Fragmento del texto
▽
19 marzo 2013

Acorralados

Con ánimo de lunes, aunque sea martes, debido al largo fin de semana de carnaval, que concluyó ayer con la festividad del Lunes de Purificación, me desayuno con el café la crisis de deuda chipriota. Y no doy crédito (nunca mejor dicho).

Pancarta en Nicosia, ayer (Foto: Filip Singer/ EFE)


Dado que Chipre es una gran desconocida para el español medio (como lo era, a pesar de su ingente bagaje histórico y cultural, la misma Grecia hasta el 2010), me gustaría dar unas pinceladas de lo que esta pequeña isla aparcada en el otro extremo del Mediterráneo ha sido estos últimos años. Pinceladas las mías empapadas de recuerdos, impresiones y vivencias, es decir, cargadas de subjetividad, pero a la vez, tamizadas por la honestidad y el respeto.

Visité Chipre hace casi una década, invitado a pasar la Pascua con unos amigos. Años de vacas gordas, cuya carne finalmente resultaría ser de caballo. Por aquel entonces vivía en Wimbledon, a las afueras más acomodadas de Londres. En seguida me llamó la atención el altísimo coste de la vida que nada tenía que envidiar al de la capital británica. Si mal no recuerdo, la libra chipriota (que sucumbiría al euro en 2006) era entonces más fuerte que la esterlina.
△
Objetivos
A. En el fragmento sobre Chipre se dice que se escribe «con ánimo de lunes, aunque sea martes»; explica a qué se debe esa sensación según el propio fragmento.
B. Escribe la continuación del fragmento sobre Chipre a partir de su última oración.

Datos de partida
▽
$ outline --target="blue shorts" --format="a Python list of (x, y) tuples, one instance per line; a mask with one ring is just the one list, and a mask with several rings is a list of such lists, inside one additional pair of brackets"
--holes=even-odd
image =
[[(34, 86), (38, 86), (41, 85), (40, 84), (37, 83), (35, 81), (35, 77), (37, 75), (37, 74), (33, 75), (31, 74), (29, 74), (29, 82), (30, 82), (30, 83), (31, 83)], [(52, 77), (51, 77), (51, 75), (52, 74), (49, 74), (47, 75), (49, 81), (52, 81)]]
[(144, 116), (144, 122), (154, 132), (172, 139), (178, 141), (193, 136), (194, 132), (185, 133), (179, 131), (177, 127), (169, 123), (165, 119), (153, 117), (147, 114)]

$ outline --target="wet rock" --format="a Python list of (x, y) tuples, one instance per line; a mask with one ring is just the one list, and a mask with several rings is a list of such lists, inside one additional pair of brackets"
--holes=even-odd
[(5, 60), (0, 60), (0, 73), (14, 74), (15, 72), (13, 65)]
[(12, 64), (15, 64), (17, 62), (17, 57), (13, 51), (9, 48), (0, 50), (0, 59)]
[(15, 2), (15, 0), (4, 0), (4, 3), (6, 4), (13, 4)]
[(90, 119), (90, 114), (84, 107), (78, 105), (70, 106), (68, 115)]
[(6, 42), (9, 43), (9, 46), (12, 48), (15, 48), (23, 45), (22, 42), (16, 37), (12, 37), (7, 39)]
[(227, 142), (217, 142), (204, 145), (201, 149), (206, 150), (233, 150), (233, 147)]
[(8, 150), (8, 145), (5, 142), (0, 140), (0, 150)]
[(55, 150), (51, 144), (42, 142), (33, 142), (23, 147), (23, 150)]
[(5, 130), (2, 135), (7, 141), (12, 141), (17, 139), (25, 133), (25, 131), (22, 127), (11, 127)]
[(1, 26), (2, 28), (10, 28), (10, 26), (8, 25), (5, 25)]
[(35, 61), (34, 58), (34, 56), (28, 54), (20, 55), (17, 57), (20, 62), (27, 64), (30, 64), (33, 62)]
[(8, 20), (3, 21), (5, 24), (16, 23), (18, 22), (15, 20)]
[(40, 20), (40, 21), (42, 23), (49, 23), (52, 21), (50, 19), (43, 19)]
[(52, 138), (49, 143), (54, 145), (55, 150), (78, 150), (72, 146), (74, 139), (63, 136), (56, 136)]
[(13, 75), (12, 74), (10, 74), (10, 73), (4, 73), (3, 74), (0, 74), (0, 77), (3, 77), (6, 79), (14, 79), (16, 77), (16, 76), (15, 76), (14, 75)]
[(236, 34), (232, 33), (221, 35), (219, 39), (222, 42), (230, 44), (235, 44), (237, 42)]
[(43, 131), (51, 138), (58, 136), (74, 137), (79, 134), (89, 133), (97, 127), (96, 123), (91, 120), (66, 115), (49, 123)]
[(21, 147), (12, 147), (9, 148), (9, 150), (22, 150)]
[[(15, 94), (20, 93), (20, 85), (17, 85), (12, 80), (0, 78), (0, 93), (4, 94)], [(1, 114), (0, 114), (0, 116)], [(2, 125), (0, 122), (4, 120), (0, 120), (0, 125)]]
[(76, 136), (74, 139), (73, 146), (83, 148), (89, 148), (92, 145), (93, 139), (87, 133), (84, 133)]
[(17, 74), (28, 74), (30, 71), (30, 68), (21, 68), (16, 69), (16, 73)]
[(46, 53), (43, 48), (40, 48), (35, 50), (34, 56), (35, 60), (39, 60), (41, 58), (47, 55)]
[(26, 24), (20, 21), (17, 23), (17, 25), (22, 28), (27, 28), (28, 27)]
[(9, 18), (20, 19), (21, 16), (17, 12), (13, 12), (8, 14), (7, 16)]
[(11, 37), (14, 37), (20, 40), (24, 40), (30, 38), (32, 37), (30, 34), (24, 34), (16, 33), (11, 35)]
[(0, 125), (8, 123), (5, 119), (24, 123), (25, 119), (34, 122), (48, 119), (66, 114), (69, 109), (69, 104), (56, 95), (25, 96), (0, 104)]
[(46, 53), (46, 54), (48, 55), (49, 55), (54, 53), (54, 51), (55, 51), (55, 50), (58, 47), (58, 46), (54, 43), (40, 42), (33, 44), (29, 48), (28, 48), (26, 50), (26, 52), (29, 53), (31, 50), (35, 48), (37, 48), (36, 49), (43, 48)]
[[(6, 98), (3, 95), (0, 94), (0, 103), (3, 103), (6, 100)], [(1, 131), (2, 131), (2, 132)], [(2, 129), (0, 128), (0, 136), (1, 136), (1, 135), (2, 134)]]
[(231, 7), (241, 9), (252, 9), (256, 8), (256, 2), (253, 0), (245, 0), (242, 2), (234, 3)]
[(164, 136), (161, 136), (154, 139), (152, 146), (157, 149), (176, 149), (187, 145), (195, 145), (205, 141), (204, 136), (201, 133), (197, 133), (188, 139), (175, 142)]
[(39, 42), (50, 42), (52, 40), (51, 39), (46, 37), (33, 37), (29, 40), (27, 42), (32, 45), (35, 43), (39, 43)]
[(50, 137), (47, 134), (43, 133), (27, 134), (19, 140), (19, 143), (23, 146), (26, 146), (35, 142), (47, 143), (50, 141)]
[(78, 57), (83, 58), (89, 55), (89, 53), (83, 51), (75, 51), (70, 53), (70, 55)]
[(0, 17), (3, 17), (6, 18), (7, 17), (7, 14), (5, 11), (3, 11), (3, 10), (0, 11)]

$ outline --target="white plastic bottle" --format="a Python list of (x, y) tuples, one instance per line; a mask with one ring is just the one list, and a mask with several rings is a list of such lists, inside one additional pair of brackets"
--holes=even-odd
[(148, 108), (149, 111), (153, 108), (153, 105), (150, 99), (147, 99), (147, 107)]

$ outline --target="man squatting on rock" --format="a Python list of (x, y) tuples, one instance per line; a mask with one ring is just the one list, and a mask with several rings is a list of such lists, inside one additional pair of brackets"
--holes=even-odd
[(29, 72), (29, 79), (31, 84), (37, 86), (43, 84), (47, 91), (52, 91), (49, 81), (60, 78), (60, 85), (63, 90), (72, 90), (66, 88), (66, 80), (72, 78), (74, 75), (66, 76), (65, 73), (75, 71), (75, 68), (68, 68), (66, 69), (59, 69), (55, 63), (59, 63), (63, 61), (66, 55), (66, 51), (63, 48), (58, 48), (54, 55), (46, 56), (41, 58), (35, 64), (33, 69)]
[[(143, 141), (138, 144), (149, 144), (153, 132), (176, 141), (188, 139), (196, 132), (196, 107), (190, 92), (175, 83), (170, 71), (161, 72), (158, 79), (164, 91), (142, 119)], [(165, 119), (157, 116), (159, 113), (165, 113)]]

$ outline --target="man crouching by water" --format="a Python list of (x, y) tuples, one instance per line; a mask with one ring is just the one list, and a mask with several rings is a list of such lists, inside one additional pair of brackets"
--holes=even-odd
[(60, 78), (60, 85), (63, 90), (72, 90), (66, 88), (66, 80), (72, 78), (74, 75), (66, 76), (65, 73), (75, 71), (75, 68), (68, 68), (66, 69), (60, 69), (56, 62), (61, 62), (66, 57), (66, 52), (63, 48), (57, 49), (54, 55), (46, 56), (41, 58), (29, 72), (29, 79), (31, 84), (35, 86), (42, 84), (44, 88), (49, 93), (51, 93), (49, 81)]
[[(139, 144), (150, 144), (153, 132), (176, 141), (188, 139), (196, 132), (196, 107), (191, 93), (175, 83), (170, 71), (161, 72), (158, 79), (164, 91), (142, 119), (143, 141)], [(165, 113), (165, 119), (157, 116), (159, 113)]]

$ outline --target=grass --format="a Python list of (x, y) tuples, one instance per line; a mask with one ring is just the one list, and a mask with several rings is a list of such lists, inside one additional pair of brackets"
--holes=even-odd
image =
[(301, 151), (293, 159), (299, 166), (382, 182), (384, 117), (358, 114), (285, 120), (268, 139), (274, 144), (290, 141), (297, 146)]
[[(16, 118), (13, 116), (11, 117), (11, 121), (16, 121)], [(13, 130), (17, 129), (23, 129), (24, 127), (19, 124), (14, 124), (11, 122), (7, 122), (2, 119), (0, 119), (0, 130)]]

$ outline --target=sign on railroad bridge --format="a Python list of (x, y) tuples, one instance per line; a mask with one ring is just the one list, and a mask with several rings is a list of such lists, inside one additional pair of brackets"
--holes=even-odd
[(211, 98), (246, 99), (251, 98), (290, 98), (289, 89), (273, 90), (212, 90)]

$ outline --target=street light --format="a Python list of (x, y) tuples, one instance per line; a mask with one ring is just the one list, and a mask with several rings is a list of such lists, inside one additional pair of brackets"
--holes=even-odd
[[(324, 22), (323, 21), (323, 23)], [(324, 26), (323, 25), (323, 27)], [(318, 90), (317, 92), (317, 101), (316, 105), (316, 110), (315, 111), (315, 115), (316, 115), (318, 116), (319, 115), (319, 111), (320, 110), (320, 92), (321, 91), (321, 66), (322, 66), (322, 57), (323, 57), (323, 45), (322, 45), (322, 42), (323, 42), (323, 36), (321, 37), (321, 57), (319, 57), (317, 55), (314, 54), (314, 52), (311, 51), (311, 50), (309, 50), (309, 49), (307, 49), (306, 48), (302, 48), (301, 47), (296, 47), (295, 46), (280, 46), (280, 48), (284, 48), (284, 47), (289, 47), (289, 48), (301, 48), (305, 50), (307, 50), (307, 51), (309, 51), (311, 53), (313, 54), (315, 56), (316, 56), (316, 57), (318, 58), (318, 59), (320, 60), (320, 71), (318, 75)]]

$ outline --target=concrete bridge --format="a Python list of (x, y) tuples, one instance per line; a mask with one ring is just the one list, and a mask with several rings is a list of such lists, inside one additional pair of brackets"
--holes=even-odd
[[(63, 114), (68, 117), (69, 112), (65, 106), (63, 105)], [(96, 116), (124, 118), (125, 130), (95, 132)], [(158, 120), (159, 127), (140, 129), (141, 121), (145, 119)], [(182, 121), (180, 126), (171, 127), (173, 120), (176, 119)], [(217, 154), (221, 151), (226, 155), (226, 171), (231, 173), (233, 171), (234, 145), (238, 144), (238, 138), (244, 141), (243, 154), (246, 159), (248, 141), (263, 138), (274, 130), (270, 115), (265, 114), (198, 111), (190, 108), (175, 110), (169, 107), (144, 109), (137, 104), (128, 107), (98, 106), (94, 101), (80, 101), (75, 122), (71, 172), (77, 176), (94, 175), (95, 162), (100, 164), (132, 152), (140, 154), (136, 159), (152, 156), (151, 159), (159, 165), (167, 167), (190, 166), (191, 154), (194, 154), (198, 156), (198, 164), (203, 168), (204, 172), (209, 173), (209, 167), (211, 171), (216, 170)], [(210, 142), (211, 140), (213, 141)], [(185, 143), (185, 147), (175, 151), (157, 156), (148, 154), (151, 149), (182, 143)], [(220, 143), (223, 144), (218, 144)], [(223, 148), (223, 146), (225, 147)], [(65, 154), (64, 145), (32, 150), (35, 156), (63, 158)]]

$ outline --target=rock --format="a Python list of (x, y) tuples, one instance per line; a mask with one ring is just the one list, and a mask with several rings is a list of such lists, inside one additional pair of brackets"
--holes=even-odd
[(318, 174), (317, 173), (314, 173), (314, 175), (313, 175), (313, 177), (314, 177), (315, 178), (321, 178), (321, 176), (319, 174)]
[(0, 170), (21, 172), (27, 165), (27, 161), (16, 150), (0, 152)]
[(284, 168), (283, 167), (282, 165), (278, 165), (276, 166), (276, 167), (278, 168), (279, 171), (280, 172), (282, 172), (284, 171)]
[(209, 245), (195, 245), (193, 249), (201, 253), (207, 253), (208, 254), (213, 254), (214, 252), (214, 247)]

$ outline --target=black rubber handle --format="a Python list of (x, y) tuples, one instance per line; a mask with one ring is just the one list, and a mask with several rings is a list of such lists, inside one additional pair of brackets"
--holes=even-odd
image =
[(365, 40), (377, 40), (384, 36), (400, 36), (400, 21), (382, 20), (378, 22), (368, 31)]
△
Problemas resueltos
A. Se debe a que el largo fin de semana de carnaval se alargó hasta el lunes y concluyó ese día con la festividad del Lunes de Purificación. Por eso, aunque sea martes, el día se vive como el comienzo de la semana.

B.
Chipre en sí no me apasionó. No terminaba de acostumbrarme a esa mezcla de British lifestyle (impronta de su pasado colonial), aires de nuevos ricos (ya entonces el turismo y la banca habían traído dinero a espuertas) y la estética urbana de la Nicosia moderna, fea y descuidada, más propia de una ciudad provinciana de los noventa que de una capital. Evidentemente, lo pasé en grande; visité castillos medievales, playas idílicas y rincones mágicos, como la Petra tu Romiú, la playa donde, según la mitología, nació la diosa Afrodita. Me empapé de la historia milenaria de la cuenca mediterránea, desde la prehistoria y la Antigüedad Clásica (que definió a la isla de por vida dentro del mundo griego) hasta la ocupación del tercio norte de la isla por el ejército turco en 1974, pasando por las Cruzadas y Ricardo Corazón de León.
Petra tu Romiú, donde nació la diosa Afrodita


Sin embargo, no encontré la chispa de la electrizante Grecia, a pesar de las innumerables similitudes entre ambos países: patrimonio cultural, agitada historia, lengua, religión... Hasta comparten el mismo himno nacional. De hecho, muchos chipriotas y griegos se definen como una misma nación repartida en dos Estados. Una suerte de hermanazgo difícil de entender para el extranjero.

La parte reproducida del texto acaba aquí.